> DOCUMENT EXCERPT:

++++++++++++++++++++

- Poster
- Directed by: K. Viswanath
- Written by: K. Viswanath
- Dialogue by: Sainath Thotapalli
- Produced by: Edida Nageswara Rao
- Starring: Kamal Haasan Radhika
- Cinematography: M. V. Raghu
- Edited by: G. G. Krishna Rao
- Music by: Ilaiyaraaja
- Production company: Poornodaya Movie Creations
- Distributed by: Sri Venkata Krishna Films Ramana Movies
- Release date: 13 March 1986;
- Running time: 161 minutes
- Country: India
- Language: Telugu

= Swathi Muthyam =

Swathi Muthyam is a 1986 Indian Telugu-language romantic drama film written and directed by K. Viswanath and produced by Edida Nageswara Rao. The film stars Kamal Haasan and Radhika, while Gollapudi Maruti Rao, J. V. Somayajulu, Nirmalamma, Sarath Babu, and Y. Vijaya play supporting roles. The soundtrack and background score were composed by Ilaiyaraaja. Swathi Muthyam depicts the plight of a young widow who is rescued by a man with a cognitive disability.

Swathi Muthyam was a box office success and attained cult status. The film was screened at the Moscow Film Festival, the Asian and African film festival in Tashkent, the 11th IFFI in the inaugural mainstream section. The film received the National Film Award for Best Feature Film in Telugu, three Nandi Awards and the Filmfare Award for Best Director – Telugu. The film was selected by India as its entry for the Best Foreign Language Film for the Academy Awards in 1986, but was not nominated. It is currently the only Telugu film to be selected as the Indian Oscar submission for Best International Feature Film.

The film was later dubbed into Tamil as Sippikkul Muthu, released on October 2, 1986. Upon its success, Viswanath directed its Hindi version Eeshwar (1989) and in Kannada it was remade as Swathi Muthu (2003).

==Plot==
Sivayya is an elderly, cognitively disabled man living alone with the memories of his late wife, Lalitha. When his adult sons arrive with their families for a holiday, they attempt to persuade him to move in with them, but he is reluctant to leave his home. Intrigued by his life, his granddaughter decides to document his story for her college magazine, prompting a flashback into his past.

Decades earlier, a childhood injury leaves Sivayya with a cognitive disability. He lives under the care of his widowed grandmother, while his exploitative uncle usurps his property and mistreats him. Concurrently, Lalitha, a young widow with a five-year-old son, Balasubramanyam, faces severe hardship. Her wealthy father-in-law, Rao, refuses her shelter because his late son had married her against his wishes. Consequently, Lalitha seeks refuge with her brother Chalapathi and her abusive sister-in-law, enduring the latter's mistreatment due to a lack of options.

++++++++++++++++++++

> PROVIDED INFORMATION:
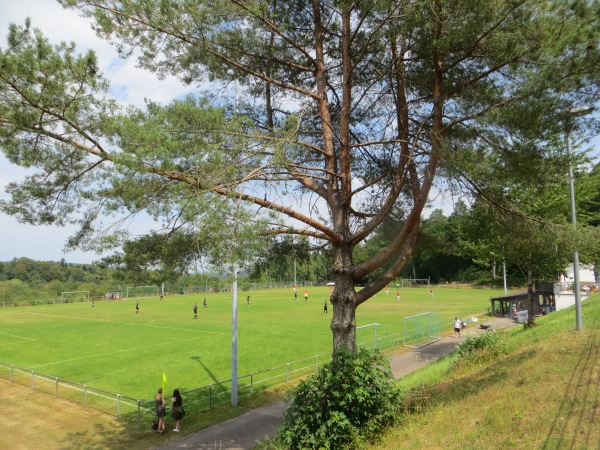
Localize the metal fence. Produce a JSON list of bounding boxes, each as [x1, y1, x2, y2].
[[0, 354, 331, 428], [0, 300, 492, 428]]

++++++++++++++++++++

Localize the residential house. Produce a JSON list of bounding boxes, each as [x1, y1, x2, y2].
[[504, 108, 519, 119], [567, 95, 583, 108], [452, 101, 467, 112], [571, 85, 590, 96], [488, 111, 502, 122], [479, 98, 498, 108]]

++++++++++++++++++++

> PROBLEM DETAILS: Decide whether each statement below agrees with the Swathi Muthyam article, answering yes or no and quoting the words of the article that decide it: (a) The film was nominated for the Academy Award for Best Foreign Language Film. (b) The Tamil dubbed version was released on October 2, 1986. (c) Lalitha's father-in-law refused her shelter because his son had married her against his wishes.

> COMPLETE RESPONSE:
(a) No: "The film was selected by India as its entry for the Best Foreign Language Film for the Academy Awards in 1986, but was not nominated."
(b) Yes: "The film was later dubbed into Tamil as Sippikkul Muthu, released on October 2, 1986."
(c) Yes: "Her wealthy father-in-law, Rao, refuses her shelter because his late son had married her against his wishes."